Give the lines of the records from the line holding "segment(query) marks the" through the line holding "M319 143L313 143L311", inclusive, as a numbered list. Skip blank lines and leave out the pictures.

Dataset records
──────
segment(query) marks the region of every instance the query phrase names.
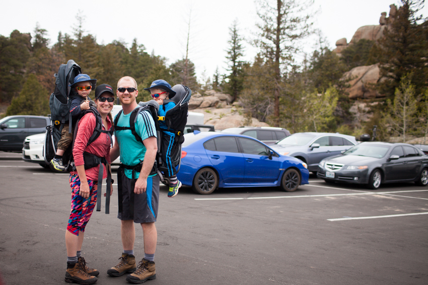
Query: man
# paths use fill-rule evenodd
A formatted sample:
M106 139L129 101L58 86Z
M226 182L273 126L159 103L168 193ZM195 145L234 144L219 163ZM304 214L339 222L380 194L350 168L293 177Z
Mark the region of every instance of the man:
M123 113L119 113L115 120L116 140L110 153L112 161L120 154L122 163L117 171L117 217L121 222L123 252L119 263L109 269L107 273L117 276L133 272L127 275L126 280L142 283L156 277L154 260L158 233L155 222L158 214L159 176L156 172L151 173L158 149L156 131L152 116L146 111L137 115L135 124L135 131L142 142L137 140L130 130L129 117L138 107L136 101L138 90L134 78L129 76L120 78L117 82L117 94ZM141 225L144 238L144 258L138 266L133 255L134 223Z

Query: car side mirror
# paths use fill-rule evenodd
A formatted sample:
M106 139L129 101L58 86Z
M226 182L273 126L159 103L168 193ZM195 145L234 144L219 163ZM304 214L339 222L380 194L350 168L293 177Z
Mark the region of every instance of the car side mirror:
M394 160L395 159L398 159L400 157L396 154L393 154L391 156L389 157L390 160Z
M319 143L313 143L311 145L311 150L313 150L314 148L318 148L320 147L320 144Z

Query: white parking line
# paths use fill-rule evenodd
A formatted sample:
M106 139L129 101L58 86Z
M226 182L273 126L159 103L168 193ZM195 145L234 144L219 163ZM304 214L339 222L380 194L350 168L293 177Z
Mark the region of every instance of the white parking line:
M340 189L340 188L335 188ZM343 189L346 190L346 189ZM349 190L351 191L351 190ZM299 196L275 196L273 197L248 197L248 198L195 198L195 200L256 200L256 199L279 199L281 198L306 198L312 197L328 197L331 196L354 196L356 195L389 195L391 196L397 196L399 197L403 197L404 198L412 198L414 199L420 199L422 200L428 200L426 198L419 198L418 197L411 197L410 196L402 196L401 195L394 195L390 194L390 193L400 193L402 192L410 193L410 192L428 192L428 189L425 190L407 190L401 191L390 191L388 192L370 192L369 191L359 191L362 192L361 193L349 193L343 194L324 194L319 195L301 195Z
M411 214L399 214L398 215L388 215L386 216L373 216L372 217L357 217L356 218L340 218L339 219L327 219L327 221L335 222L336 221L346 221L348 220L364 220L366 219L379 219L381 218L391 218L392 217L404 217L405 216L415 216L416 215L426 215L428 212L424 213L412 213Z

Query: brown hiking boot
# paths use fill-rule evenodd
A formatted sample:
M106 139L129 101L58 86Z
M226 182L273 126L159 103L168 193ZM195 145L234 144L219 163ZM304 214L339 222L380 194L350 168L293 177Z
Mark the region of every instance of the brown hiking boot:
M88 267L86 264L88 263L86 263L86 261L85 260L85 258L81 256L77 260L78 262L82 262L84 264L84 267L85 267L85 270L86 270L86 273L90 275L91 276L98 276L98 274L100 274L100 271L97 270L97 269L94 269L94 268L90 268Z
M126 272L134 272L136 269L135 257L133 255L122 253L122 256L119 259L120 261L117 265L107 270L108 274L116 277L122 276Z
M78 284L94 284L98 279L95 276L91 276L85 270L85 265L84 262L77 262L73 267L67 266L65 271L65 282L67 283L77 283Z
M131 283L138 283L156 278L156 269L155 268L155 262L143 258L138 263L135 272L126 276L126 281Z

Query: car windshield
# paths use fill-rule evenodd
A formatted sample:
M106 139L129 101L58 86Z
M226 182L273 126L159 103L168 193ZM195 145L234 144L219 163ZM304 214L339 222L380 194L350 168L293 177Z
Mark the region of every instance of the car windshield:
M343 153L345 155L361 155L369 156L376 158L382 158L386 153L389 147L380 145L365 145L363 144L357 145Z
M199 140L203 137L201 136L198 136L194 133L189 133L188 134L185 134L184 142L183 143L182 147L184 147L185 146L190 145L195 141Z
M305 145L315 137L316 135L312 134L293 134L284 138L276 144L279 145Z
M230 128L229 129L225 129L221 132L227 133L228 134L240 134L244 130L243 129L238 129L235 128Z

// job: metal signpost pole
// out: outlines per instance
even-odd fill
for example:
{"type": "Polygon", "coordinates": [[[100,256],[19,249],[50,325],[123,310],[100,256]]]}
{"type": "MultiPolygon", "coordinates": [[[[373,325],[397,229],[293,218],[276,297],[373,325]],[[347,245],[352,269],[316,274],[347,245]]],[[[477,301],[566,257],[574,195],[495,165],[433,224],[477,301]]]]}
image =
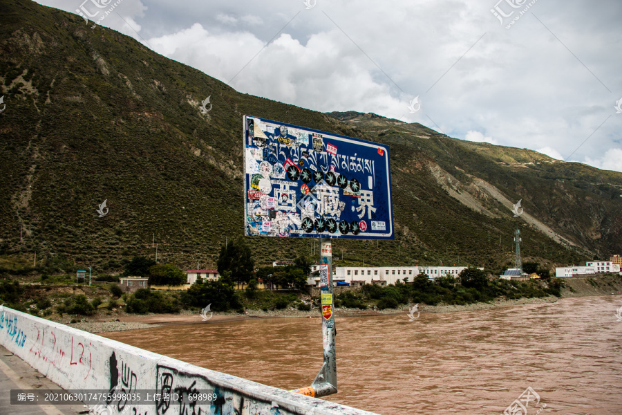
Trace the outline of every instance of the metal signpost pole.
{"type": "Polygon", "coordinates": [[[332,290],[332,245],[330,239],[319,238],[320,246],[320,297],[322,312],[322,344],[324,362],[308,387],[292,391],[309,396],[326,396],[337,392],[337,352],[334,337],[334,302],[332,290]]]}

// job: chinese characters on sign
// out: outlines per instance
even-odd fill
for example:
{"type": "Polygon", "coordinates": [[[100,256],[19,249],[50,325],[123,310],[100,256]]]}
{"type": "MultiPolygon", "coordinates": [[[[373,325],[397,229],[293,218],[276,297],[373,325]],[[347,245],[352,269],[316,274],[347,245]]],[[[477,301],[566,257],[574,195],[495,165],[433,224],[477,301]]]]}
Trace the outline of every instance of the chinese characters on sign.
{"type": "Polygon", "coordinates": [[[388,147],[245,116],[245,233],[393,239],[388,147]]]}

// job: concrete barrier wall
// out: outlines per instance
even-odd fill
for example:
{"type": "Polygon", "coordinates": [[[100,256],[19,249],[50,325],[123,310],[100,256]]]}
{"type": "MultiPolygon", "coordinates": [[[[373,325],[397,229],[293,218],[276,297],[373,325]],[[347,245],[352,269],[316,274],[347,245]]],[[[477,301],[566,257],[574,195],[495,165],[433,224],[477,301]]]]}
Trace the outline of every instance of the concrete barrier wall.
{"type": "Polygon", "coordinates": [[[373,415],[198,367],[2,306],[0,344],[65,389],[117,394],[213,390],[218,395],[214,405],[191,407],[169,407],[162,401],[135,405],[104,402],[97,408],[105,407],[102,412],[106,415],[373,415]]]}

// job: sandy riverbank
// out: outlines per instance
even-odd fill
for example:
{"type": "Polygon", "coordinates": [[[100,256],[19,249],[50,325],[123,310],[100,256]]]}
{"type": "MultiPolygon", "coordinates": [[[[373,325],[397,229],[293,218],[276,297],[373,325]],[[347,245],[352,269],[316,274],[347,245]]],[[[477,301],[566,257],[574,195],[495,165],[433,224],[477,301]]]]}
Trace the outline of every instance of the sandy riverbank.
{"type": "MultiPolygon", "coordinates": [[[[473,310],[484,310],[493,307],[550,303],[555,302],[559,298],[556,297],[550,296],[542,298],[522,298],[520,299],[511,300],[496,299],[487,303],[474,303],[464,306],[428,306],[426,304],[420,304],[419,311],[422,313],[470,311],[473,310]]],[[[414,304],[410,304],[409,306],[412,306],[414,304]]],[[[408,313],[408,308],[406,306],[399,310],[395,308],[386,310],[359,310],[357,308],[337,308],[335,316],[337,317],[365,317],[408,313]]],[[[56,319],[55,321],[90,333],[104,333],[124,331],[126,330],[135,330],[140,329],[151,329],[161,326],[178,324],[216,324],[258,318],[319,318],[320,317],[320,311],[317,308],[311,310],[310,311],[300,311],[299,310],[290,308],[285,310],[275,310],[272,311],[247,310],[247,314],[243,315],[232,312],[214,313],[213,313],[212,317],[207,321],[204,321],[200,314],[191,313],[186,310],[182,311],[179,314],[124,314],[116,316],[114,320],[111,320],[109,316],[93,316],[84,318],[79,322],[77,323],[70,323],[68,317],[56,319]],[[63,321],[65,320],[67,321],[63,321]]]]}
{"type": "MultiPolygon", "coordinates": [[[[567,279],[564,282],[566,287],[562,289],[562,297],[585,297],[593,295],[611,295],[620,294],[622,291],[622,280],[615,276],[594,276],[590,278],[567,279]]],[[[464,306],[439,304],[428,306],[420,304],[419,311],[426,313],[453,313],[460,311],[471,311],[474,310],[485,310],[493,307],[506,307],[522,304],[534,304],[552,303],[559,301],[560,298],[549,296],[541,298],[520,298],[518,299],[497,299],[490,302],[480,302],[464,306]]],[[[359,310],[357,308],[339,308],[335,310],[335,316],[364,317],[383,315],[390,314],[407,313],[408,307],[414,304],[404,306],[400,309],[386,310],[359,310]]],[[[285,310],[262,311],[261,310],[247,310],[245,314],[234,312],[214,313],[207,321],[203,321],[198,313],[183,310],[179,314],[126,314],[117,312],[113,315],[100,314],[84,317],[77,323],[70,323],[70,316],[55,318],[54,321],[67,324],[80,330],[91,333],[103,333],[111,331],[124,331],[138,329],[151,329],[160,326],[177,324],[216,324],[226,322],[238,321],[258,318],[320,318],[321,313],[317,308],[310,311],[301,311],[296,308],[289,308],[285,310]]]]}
──────
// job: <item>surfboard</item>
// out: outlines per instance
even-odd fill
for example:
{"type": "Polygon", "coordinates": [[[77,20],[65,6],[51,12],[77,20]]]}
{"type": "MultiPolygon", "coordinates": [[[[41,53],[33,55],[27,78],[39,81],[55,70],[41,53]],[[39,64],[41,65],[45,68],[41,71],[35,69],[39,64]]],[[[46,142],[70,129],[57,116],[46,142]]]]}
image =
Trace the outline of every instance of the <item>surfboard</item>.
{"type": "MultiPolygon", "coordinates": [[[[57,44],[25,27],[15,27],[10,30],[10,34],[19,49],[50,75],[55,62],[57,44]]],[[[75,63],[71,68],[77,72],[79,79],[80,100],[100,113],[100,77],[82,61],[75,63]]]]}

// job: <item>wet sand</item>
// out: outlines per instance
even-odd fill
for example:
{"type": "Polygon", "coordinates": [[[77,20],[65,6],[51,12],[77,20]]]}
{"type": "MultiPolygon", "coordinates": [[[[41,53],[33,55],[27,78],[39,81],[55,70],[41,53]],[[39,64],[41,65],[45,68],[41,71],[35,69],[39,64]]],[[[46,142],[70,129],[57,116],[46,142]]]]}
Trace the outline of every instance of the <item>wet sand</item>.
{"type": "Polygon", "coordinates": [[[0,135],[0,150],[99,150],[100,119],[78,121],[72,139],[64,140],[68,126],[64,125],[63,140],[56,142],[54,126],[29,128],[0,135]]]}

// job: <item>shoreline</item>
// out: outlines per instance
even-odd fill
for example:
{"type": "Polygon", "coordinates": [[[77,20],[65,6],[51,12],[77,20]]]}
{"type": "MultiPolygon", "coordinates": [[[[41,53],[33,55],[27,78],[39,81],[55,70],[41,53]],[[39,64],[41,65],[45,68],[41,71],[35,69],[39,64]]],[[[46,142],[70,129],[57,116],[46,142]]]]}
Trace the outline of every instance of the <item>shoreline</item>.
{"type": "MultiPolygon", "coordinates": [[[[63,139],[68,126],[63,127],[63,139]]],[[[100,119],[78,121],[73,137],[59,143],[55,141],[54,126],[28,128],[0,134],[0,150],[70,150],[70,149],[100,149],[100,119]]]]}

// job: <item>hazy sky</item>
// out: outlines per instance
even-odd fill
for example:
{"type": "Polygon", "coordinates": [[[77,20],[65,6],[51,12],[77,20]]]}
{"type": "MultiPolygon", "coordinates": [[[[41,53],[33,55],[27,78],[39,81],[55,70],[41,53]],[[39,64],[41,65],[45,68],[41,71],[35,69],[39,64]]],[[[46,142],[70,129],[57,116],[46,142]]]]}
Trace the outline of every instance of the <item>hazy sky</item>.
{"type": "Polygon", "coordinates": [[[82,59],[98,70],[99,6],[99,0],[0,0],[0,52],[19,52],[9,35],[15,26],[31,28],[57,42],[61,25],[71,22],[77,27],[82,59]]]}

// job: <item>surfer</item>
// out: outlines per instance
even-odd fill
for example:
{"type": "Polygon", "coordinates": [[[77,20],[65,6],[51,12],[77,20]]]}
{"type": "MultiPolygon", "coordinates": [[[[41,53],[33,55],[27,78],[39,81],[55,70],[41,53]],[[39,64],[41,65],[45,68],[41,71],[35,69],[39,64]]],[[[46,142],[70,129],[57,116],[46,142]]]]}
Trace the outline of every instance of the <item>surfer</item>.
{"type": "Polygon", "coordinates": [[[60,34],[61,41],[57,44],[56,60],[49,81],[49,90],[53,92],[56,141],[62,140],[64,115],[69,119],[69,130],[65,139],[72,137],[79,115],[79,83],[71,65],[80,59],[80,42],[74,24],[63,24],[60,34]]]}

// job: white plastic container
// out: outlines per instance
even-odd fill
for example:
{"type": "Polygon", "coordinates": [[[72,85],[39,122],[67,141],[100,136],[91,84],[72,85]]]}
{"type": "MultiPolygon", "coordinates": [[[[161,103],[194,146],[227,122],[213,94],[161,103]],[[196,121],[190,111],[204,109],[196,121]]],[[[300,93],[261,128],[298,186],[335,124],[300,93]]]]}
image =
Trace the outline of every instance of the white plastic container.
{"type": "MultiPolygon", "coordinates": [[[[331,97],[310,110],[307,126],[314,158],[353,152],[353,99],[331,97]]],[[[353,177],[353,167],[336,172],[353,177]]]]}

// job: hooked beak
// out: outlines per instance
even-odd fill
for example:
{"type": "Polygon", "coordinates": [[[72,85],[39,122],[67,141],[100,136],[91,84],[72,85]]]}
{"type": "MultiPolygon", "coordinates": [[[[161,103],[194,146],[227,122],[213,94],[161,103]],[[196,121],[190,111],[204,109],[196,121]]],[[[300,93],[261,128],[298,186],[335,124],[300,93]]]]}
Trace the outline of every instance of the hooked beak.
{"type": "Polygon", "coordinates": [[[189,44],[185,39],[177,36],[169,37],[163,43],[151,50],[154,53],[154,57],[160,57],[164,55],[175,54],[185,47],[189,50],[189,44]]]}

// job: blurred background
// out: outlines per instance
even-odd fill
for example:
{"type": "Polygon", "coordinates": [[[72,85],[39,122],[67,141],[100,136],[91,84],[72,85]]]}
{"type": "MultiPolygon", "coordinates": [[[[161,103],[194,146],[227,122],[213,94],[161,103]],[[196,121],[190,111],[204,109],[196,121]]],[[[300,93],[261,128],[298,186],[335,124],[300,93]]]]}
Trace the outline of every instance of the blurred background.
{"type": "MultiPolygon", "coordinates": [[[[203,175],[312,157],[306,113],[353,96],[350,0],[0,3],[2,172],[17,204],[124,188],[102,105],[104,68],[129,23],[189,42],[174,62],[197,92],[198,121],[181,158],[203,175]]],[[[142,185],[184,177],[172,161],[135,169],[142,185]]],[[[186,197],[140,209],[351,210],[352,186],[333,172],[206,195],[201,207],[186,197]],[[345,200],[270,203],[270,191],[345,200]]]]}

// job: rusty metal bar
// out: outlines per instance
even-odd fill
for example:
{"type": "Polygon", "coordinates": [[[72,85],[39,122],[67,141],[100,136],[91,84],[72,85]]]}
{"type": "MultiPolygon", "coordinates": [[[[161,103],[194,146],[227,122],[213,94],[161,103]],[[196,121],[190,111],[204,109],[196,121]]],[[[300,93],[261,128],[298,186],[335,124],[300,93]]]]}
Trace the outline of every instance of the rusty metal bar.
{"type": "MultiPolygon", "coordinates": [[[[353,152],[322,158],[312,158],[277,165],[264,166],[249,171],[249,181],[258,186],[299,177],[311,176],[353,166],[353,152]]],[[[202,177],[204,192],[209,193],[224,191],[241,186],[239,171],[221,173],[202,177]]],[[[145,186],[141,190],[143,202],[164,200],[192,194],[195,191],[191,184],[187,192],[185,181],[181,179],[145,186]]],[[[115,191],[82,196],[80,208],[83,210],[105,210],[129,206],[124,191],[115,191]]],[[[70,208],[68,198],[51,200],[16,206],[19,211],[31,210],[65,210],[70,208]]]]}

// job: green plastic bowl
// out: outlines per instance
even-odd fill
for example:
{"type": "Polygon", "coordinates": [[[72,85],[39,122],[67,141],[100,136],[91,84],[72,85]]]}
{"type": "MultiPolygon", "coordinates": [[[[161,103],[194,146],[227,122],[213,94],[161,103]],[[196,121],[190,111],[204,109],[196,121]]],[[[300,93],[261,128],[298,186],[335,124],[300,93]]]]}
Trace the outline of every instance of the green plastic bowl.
──────
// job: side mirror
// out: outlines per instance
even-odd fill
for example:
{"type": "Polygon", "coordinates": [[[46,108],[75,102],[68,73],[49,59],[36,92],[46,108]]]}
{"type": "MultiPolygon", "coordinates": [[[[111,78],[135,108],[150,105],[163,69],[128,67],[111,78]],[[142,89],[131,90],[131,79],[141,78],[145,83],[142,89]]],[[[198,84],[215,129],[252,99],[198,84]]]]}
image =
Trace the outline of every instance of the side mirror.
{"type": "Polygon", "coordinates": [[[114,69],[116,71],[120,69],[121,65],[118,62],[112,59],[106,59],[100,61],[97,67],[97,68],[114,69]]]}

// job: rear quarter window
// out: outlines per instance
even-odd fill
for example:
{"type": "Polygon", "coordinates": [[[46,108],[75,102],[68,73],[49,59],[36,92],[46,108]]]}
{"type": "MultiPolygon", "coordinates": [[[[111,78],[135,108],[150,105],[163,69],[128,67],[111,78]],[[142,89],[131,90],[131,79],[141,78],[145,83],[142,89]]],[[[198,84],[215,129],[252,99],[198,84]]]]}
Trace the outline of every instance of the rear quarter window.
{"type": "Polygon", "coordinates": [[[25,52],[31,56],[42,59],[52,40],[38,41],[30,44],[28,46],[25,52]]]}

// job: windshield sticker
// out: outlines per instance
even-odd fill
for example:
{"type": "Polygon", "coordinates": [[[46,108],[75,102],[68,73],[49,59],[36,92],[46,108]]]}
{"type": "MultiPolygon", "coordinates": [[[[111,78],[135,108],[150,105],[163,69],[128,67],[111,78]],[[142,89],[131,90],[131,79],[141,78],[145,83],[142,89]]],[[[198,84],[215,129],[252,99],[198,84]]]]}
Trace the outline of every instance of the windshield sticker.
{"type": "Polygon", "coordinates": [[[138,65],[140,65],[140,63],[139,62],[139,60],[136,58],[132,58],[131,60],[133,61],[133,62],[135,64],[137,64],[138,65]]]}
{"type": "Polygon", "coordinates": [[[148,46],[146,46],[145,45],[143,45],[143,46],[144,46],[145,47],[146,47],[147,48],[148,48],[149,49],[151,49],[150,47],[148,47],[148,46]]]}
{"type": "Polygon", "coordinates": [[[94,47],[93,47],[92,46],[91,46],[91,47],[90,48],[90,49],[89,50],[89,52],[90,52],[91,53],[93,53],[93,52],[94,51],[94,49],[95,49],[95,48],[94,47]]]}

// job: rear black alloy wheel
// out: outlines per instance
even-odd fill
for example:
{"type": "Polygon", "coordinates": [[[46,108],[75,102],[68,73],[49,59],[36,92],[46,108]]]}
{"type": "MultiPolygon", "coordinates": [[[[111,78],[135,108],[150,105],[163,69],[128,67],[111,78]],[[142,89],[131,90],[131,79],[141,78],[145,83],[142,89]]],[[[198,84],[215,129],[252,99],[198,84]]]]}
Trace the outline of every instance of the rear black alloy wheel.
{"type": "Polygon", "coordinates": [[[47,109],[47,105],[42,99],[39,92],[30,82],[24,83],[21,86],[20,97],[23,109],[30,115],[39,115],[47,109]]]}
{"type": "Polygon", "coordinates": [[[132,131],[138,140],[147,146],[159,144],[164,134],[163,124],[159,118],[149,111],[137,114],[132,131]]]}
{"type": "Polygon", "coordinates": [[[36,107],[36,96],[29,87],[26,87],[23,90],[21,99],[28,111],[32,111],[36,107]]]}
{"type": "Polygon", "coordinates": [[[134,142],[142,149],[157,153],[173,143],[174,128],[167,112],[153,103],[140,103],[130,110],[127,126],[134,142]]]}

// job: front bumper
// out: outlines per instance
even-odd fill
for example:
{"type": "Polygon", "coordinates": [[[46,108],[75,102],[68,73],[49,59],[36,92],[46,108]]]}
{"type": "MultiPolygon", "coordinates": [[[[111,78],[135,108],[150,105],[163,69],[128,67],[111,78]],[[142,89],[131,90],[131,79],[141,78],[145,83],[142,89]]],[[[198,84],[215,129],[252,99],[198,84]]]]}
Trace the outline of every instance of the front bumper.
──────
• RESULT FOR THIS EXERCISE
1. segment(query) marks the region of every instance the query phrase names.
2. Query: man
3. # paths use fill-rule evenodd
4. A formatted sample:
5. M106 139L129 101L58 86Z
6. M226 182L273 126L159 103L168 193ZM195 145L234 144L219 163ZM304 214L339 222L380 194L350 168L293 177Z
7. Mark the region of every instance of the man:
8. M123 113L119 113L115 120L116 140L110 153L112 161L120 154L122 163L117 171L117 217L121 222L123 252L119 263L109 269L107 273L117 276L133 272L127 275L126 280L142 283L156 277L154 260L158 233L155 222L158 214L159 176L156 172L151 173L158 149L156 131L152 116L146 111L137 115L135 124L135 131L142 142L137 140L130 130L129 117L138 107L136 101L138 90L134 78L129 76L120 78L117 82L117 94ZM141 225L144 238L144 258L138 266L133 255L134 223Z
9. Query: car side mirror
10. # paths use fill-rule evenodd
11. A formatted sample:
12. M106 139L129 101L58 86Z
13. M226 182L273 126L159 103L168 193ZM195 145L234 144L219 163ZM304 214L339 222L380 194L350 168L293 177Z
14. Mark the region of every instance of the car side mirror:
15. M394 160L395 159L398 159L400 157L396 154L393 154L391 156L389 157L390 160Z
16. M319 143L313 143L311 145L311 150L313 150L314 148L318 148L320 147L320 144Z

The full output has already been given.